• [DOCUMENT PASSAGE]:
------------------------------

In addition to the standard reading and search environment of the underlying database the site has an Annotation Module that supports structured and free-form annotations attached to the IDs of particular words. The structured annotation template lets users perform change, delete, and insert operation, while the free-form template supports comments of any kind. Textual corrections are displayed in the text immediately, with different colour codes marking their status as pending, approved, or rejected. But the permanent integration of a correction into the source text is a separate event. When a word is highlighted in amber, green, red, or red, it means that for the purpose of current display, the spelling of a word in the underlying source is replaced by an emendation that has not yet been reviewed, has been approved, or has been rejected by a reader with editorial privileges. Once approved corrections have been integrated into the source text, the annotations relating to it are removed from the EarlyPrint site, but there is a permanent record of them. How to display it is still under discussion. In many of the non-Shakespearean plays, the corrections are listed in a textual appendix that the site cannot currently display. It is, however, present in the source files.
High-quality public domain images
A small percentage of the current texts (376) are mapped to high-quality and public domain digital images contributed by various institutions to the Internet Archive. A sizable majority of them (268) are dramatic texts, mainly from the Boston Public Library. Right now, the EarlyPrint site is probably the most convenient site to explore a wide variety of Early Modern plays in the form of “digital combos”. The 29 plays at the Folger site of Early Modern English Drama are much more carefully curated and more elegantly presented than anything on this site. It is an advantage of the EarlyPrint site that it lets you look quickly across a lot of plays.
The non-dramatic digital combos include some very early texts (Fabyan’s Chronicles), some very long texts (Hakluyt, Holinshed), a set of Anglo-Irish texts from Notre Dame’s holdings, sermons by Calvin and a translation of Eusebius from the Princeton Theological Seminary, and Gerard’s Herbal from the Getty Institute.
Digital combos add evidentiary and aesthetic value to a TCP transcription. They are of course crucial to the task of correcting defects, but they also tell modern users much about the look and feel of a book for its original audience. There are at least another 1,000 image sets on the Internet Archive and other sites that could be used for digital combos, and their number will grow as libraries digitize their rare book holdings and make them accessible via IIIF servers.
Mapping the page numbers of TCP texts to image numbers is a labour-intensive task. We have developed a semi-automatic workflow in which a user gets a Googlesheet that has the page numbers of the TCP texts and the URL to the image set at the Internet Archive (or wherever). The user can map the image numbers to the page numbers, taking advantage of a simple spreadsheet function that automatically populates a column with numbers. This may take ten minutes or more than an hour. The important variable is not so much the length of the text as blank pages, missing, or misnumbered images in the image set. But in the context of a particular user pursuing a particular project, the time cost of mapping pages to images is a tolerable part of the set-up cost.

------------------------------

• [STATED GOAL A]:
Report, copied in full, each line of the rows below that contains the word "tree". Case counts.

------------------------------

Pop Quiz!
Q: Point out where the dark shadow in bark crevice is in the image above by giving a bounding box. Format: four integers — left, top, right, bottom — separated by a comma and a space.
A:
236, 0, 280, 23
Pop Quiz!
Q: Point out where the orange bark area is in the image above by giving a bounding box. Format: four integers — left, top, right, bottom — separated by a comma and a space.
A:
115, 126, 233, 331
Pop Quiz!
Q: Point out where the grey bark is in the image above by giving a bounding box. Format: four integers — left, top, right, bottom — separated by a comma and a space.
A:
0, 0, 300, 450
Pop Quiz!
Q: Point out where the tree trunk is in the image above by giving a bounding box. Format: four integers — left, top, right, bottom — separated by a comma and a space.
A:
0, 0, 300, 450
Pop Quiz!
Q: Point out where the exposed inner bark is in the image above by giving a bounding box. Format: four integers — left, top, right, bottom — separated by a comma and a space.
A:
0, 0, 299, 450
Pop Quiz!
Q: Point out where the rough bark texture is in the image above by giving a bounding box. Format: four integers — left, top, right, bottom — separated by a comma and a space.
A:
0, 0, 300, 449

------------------------------

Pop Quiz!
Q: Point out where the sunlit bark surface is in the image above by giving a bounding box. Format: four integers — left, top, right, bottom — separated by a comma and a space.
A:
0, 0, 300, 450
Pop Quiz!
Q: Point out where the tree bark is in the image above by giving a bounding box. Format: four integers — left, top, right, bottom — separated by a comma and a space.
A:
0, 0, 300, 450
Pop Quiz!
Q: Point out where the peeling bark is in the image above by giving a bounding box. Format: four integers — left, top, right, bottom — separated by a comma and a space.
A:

------------------------------

• [STATED GOAL B]:
Print, word for word, the part of the EarlyPrint passage above from "The non-dramatic digital" up to and including "the Getty Institute.".

• [EXERCISE SOLUTION A]:
Q: Point out where the tree trunk is in the image above by giving a bounding box. Format: four integers — left, top, right, bottom — separated by a comma and a space.
Q: Point out where the tree bark is in the image above by giving a bounding box. Format: four integers — left, top, right, bottom — separated by a comma and a space.

• [EXERCISE SOLUTION B]:
The non-dramatic digital combos include some very early texts (Fabyan’s Chronicles), some very long texts (Hakluyt, Holinshed), a set of Anglo-Irish texts from Notre Dame’s holdings, sermons by Calvin and a translation of Eusebius from the Princeton Theological Seminary, and Gerard’s Herbal from the Getty Institute.